Coronavirus, spostamenti e vacanze estive: i 5 criteri da rispettare per continuare con la «fase 2»

di Fiorenza Sarzanini

Come saranno le vacanze? Praticamente esclusa la possibilità di andare all’estero, l’estate si trascorrerà in Italia. Ma sarà possibile andare al mare o in montagna? Quando si potranno raggiungere le seconde case? E soprattutto, ci si potrà spostare da una Regione all’altra? A queste domande dovrà rispondere nelle prossime settimane la «cabina di regia» dopo aver sentito il parere degli scienziati. E partirà dalle regole già contenute nel decreto sulla “fase 2”dell’emergenza da coronavirus in vigore dal 4 maggio. Nel provvedimento vengono fissati criteri e parametri che dovranno essere rispettati dalle Regioni per tenere in attività le aziende e programmare le ulteriori aperture di negozi e locali. Linee guida che dunque varranno anche per il turismo. E dovranno tenere conto della capacità ricettiva delle località, paragonando il numero di abitanti durante l’inverno e quello previsto con l’arrivo di turisti e vacanzieri.

I due criteri

Gli indicatori che bisognerà rispettare sono sostanzialmente due:la curva epidemica misurata attraverso l’indice di contagio R0 e la capacità di accoglienza delle strutture sanitarie, in particolare le terapie intensive. Soltanto se ci saranno condizioni ottimali si potrà autorizzare l’ingresso nella Regione di non residenti. Ma su questo l’ultima parola spetterà naturalmente ai governatori che potranno decidere – anche di fronte ad aperture decise dal consiglio dei ministri – di chiudere i propri confini e impedire l’ingresso ai non residenti. Esattamente come è accaduto quando si è deciso il lockdown e alcuni presidenti di Regioni delle sud hanno firmato ordinanza per impedire il rientro dal nord.

### Dati mostrati
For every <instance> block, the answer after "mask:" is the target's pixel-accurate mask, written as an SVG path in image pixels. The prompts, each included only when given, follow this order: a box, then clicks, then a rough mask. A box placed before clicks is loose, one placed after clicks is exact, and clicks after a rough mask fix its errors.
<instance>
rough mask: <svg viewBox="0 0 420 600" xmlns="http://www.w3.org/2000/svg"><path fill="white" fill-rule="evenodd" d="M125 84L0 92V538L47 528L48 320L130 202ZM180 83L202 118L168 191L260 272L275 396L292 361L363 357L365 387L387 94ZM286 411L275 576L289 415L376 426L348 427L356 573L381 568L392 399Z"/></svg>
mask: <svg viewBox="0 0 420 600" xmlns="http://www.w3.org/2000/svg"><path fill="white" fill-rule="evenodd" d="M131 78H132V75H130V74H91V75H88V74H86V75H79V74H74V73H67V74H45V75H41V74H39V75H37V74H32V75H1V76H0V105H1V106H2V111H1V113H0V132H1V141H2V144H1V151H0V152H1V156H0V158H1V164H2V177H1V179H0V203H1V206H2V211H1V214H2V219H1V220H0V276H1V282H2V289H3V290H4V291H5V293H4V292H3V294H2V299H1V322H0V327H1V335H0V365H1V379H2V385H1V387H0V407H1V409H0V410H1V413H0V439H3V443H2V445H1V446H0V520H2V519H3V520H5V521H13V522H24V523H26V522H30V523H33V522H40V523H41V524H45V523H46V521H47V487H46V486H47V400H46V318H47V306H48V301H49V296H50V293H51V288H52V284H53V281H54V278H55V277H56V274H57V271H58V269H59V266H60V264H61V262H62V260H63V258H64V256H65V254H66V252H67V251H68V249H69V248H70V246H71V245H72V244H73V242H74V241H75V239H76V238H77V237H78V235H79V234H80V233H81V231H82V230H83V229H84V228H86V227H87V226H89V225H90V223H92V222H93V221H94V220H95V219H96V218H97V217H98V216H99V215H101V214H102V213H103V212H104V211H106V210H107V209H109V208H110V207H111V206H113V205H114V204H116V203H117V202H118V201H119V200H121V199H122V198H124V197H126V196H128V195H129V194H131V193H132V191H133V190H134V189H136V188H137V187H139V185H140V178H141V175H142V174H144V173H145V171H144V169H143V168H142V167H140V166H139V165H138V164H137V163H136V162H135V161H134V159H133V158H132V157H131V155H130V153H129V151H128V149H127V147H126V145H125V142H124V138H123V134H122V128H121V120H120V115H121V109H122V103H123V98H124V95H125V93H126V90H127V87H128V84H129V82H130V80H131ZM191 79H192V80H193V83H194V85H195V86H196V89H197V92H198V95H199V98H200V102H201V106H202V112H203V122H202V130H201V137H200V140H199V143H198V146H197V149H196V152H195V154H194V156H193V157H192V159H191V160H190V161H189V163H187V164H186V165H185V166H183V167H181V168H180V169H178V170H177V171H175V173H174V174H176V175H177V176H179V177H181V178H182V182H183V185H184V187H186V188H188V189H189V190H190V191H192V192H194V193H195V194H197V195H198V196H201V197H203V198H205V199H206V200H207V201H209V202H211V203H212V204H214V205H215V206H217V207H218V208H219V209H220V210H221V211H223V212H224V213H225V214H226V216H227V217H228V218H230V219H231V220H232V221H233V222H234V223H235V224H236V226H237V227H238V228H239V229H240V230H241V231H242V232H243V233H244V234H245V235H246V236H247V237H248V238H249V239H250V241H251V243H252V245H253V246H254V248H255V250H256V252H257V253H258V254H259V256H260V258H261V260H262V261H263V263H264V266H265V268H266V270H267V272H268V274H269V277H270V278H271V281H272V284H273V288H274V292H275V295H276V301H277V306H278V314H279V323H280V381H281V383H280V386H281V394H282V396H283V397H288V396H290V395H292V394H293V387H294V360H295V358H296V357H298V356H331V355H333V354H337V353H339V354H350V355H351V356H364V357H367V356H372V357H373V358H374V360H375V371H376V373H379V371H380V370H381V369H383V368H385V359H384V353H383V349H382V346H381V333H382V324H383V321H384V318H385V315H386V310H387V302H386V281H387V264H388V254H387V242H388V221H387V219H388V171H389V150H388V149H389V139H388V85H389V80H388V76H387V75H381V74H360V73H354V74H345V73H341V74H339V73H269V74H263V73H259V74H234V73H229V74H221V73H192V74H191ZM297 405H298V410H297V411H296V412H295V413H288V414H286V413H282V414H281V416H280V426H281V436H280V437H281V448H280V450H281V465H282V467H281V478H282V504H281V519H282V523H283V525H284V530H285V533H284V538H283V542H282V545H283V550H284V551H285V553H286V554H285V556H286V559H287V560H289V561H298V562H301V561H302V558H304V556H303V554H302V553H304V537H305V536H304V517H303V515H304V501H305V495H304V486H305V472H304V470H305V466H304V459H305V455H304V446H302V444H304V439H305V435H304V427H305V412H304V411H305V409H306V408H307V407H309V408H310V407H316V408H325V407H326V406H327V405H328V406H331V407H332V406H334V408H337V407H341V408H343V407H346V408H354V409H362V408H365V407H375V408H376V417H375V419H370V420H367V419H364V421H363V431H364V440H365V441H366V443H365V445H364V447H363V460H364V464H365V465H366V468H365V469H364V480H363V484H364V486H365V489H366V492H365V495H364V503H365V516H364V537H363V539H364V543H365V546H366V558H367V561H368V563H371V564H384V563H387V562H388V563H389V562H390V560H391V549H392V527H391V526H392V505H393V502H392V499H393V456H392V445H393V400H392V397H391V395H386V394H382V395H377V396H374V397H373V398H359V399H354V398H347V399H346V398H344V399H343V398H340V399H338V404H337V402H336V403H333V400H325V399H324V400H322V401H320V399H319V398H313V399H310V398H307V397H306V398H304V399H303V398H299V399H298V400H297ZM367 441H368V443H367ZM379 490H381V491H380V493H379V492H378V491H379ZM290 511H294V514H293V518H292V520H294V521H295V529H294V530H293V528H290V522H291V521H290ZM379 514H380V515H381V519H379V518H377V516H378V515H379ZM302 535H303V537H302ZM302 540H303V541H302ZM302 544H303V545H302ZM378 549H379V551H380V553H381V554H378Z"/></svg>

### Istruzione di lavoro 1
Secondo l'articolo, perché le linee guida del decreto sulla «fase 2» varranno anche per il turismo? Rispondi in una o due frasi.
### Istruzione di lavoro 2
Riporta fedelmente la parte dell'articolo che inizia dalle parole "I due criteri" e fermati dopo le parole "rientro dal nord.".

### Risultato 1
Nel decreto sulla «fase 2» sono fissati i criteri e i parametri che le Regioni devono rispettare per tenere in attività le aziende e programmare le ulteriori aperture di negozi e locali. La «cabina di regia» partirà da queste regole anche per decidere sulle vacanze, perciò le stesse linee guida si applicheranno al turismo.

### Risultato 2
I due criteri

Gli indicatori che bisognerà rispettare sono sostanzialmente due:la curva epidemica misurata attraverso l’indice di contagio R0 e la capacità di accoglienza delle strutture sanitarie, in particolare le terapie intensive. Soltanto se ci saranno condizioni ottimali si potrà autorizzare l’ingresso nella Regione di non residenti. Ma su questo l’ultima parola spetterà naturalmente ai governatori che potranno decidere – anche di fronte ad aperture decise dal consiglio dei ministri – di chiudere i propri confini e impedire l’ingresso ai non residenti. Esattamente come è accaduto quando si è deciso il lockdown e alcuni presidenti di Regioni delle sud hanno firmato ordinanza per impedire il rientro dal nord.